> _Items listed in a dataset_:
#####

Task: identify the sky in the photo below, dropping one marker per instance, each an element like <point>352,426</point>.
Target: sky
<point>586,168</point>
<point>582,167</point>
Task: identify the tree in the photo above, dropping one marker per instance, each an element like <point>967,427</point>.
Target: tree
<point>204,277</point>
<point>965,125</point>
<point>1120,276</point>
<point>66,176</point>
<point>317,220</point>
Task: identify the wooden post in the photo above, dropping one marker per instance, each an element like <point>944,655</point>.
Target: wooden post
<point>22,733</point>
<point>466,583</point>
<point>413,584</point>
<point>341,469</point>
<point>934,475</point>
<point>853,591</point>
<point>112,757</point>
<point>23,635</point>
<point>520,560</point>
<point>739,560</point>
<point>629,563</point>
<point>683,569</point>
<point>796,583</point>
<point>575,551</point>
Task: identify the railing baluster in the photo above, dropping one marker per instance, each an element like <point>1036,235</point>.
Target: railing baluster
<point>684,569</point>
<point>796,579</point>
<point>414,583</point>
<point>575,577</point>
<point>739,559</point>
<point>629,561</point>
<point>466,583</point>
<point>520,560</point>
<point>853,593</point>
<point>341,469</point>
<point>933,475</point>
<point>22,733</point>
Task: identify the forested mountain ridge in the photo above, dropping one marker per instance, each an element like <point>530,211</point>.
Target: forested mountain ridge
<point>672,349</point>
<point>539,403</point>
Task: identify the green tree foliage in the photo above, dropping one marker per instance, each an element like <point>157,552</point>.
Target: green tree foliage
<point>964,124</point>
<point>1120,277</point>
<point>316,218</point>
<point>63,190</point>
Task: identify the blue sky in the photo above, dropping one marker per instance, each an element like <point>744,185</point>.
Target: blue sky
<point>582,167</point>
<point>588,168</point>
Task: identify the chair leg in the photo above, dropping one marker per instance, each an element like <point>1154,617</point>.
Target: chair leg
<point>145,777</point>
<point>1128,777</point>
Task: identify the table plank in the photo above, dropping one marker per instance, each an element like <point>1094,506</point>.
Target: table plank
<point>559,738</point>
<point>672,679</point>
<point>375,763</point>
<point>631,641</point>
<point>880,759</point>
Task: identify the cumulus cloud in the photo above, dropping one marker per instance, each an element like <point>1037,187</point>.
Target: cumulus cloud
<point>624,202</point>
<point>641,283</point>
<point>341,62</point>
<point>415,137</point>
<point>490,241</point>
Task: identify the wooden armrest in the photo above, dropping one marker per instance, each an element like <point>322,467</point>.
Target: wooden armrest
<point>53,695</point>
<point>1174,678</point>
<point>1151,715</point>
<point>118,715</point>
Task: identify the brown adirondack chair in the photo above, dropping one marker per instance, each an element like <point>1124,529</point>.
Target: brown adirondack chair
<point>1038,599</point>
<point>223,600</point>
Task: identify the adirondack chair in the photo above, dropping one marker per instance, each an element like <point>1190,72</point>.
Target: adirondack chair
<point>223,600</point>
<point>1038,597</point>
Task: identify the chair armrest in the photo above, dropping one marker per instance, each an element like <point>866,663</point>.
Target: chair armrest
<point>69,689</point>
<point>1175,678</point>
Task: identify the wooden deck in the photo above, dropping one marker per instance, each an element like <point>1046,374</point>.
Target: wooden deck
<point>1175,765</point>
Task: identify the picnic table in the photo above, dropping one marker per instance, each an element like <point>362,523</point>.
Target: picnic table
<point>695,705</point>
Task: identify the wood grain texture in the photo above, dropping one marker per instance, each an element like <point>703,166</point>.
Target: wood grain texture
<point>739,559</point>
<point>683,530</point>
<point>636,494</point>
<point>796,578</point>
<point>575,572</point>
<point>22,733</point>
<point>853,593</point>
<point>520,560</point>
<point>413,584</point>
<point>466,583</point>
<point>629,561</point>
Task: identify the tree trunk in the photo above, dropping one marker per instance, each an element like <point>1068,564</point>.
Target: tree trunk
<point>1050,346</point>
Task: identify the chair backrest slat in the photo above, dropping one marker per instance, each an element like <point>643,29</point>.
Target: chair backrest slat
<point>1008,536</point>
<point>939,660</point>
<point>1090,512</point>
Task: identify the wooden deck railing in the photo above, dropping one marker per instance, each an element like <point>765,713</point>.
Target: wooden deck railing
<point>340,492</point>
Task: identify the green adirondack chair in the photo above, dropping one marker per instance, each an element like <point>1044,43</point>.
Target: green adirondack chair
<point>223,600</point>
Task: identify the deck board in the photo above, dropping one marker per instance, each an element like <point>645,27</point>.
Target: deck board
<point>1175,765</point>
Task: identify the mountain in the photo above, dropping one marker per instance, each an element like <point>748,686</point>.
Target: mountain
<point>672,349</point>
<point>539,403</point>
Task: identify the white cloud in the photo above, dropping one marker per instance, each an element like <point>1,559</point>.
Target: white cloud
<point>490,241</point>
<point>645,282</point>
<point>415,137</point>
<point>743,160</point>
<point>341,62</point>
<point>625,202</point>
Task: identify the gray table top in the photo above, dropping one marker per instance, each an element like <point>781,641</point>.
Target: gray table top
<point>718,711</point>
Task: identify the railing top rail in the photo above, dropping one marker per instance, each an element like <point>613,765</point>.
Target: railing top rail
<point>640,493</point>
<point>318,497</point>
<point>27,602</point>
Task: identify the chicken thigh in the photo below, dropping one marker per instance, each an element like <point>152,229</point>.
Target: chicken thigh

#####

Please retype all of the items above word for word, changing nothing.

Task: identify the sky in the photo below, dropping one marker per instance, each an element like <point>352,426</point>.
Target: sky
<point>586,168</point>
<point>582,167</point>
Task: identify the tree in the photo above, dropping one marker per instance, each an element like <point>967,427</point>.
Target: tree
<point>204,277</point>
<point>965,125</point>
<point>1120,276</point>
<point>66,176</point>
<point>317,220</point>
Task: identify the wooden post in the photo above, dropping one marker per instance, each an element like <point>944,655</point>.
Target: wooden post
<point>22,733</point>
<point>466,583</point>
<point>413,584</point>
<point>341,469</point>
<point>934,475</point>
<point>853,591</point>
<point>112,757</point>
<point>23,635</point>
<point>520,560</point>
<point>739,560</point>
<point>629,563</point>
<point>683,569</point>
<point>796,583</point>
<point>575,551</point>
Task: identify the railing baluster in the photo above, dropping one marker per instance, each an element like <point>1036,235</point>.
Target: railing baluster
<point>684,569</point>
<point>796,579</point>
<point>414,583</point>
<point>575,577</point>
<point>739,559</point>
<point>629,561</point>
<point>466,583</point>
<point>520,560</point>
<point>853,593</point>
<point>341,469</point>
<point>933,475</point>
<point>22,733</point>
Task: identify the forested mountain ridge in the photo above, dropping one marker per instance, each an element like <point>530,211</point>.
Target: forested mountain ridge
<point>672,349</point>
<point>539,403</point>
Task: identify the green tree foliage in the photo above, dropping one marker per instance, each an element like <point>157,552</point>.
Target: green tree foliage
<point>964,124</point>
<point>1120,277</point>
<point>316,218</point>
<point>63,190</point>
Task: identify the blue sky in the photo above, dropping one marker per instance, each an element like <point>744,185</point>.
Target: blue sky
<point>582,167</point>
<point>588,168</point>
Task: identify the chair leg in the photo above, dropping one marker per instance, each an element like <point>1154,617</point>.
Target: chair leg
<point>145,777</point>
<point>1128,777</point>
Task: identify the table plank in the photo above, dropping one marker per instance, each an element like <point>1094,506</point>.
Target: table plank
<point>559,738</point>
<point>672,679</point>
<point>375,763</point>
<point>631,641</point>
<point>880,759</point>
Task: identify the cumulus cloud in the photo above, dropping one marker per instance, each an element like <point>1037,187</point>.
Target: cumulus cloud
<point>624,202</point>
<point>641,283</point>
<point>341,62</point>
<point>415,137</point>
<point>490,241</point>
Task: identify the wooden armrest in the photo above, dropping one marker per instance, each an element like <point>322,467</point>.
Target: wooden armrest
<point>53,695</point>
<point>1174,678</point>
<point>1151,715</point>
<point>118,715</point>
Task: identify the brown adirondack chair in the photo above, dropping one marker per instance, each an element like <point>1124,529</point>.
Target: brown adirondack chair
<point>1038,599</point>
<point>223,600</point>
Task: identify the adirondack chair in the photo above, dropping one marker per instance, each an element like <point>1190,72</point>.
Target: adirondack chair
<point>223,600</point>
<point>1038,597</point>
Task: identify the chair armrest in the photo above, dropping one marker per instance, each an element like <point>866,663</point>.
Target: chair armrest
<point>69,689</point>
<point>1175,678</point>
Task: identify the wooden deck in the photo above, dropping one marker per instance, each an element like <point>1046,374</point>.
Target: wooden deck
<point>1175,765</point>
Task: identify the picnic table in the photo above, dropping one marker per instance, each an element like <point>362,523</point>.
Target: picnic table
<point>695,705</point>
Task: identify the wood grain texture in the photo above, dropping one marker per instance, each an element like <point>703,166</point>.
Target: wood grain texture
<point>739,559</point>
<point>683,530</point>
<point>636,494</point>
<point>796,578</point>
<point>575,572</point>
<point>22,733</point>
<point>853,593</point>
<point>520,560</point>
<point>413,584</point>
<point>466,583</point>
<point>629,561</point>
Task: identify the tree trunk in the photo above, dropping one marker per instance, each an element like <point>1068,564</point>.
Target: tree trunk
<point>1050,346</point>
Task: identify the chair backrest slat in the photo above, dropping one marker per instance, each an element like <point>643,29</point>.
Target: chair backrest slat
<point>1008,536</point>
<point>939,660</point>
<point>1090,512</point>
Task: identify the wooden deck railing in the photo above, dropping one marker per instance, each an element like <point>765,713</point>.
Target: wooden deck railing
<point>340,492</point>
Task: identify the green adirondack chair in the photo above, dropping one marker per instance, each an element like <point>1044,43</point>.
Target: green adirondack chair
<point>223,600</point>
Task: identify the deck board in the photo above, dropping one marker per instance, each an element like <point>645,27</point>.
Target: deck board
<point>1175,765</point>
Task: identify the mountain in the photo above, dropping one marker per instance, each an element like <point>748,686</point>.
Target: mountain
<point>672,349</point>
<point>539,403</point>
Task: identify the white cloud in the photo above, dropping one marker per instance, each an element like <point>1,559</point>.
Target: white cloud
<point>490,241</point>
<point>645,282</point>
<point>415,137</point>
<point>743,160</point>
<point>341,62</point>
<point>625,202</point>
Task: identify the gray table top in the photo above, dropping one marker per instance, each an element like <point>781,641</point>.
Target: gray table top
<point>718,711</point>
Task: identify the railing top rail in the photo above, dropping one marker per instance, each an element like <point>613,765</point>.
Target: railing top rail
<point>640,493</point>
<point>318,497</point>
<point>27,602</point>
Task: identify the chicken thigh in the photo below, dropping one marker per instance, each an element like <point>152,229</point>.
Target: chicken thigh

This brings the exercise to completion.